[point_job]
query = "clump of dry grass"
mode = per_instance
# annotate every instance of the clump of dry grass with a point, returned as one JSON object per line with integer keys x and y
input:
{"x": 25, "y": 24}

● Direction
Rewrite all of the material above, replacing "clump of dry grass" with "tuft of dry grass" wherever it occurs and leaving every other character unchanged.

● Task response
[point_job]
query = "tuft of dry grass"
mode = per_instance
# annotate every instance of the tuft of dry grass with a point, returned as one JSON object per line with integer keys x and y
input:
{"x": 25, "y": 24}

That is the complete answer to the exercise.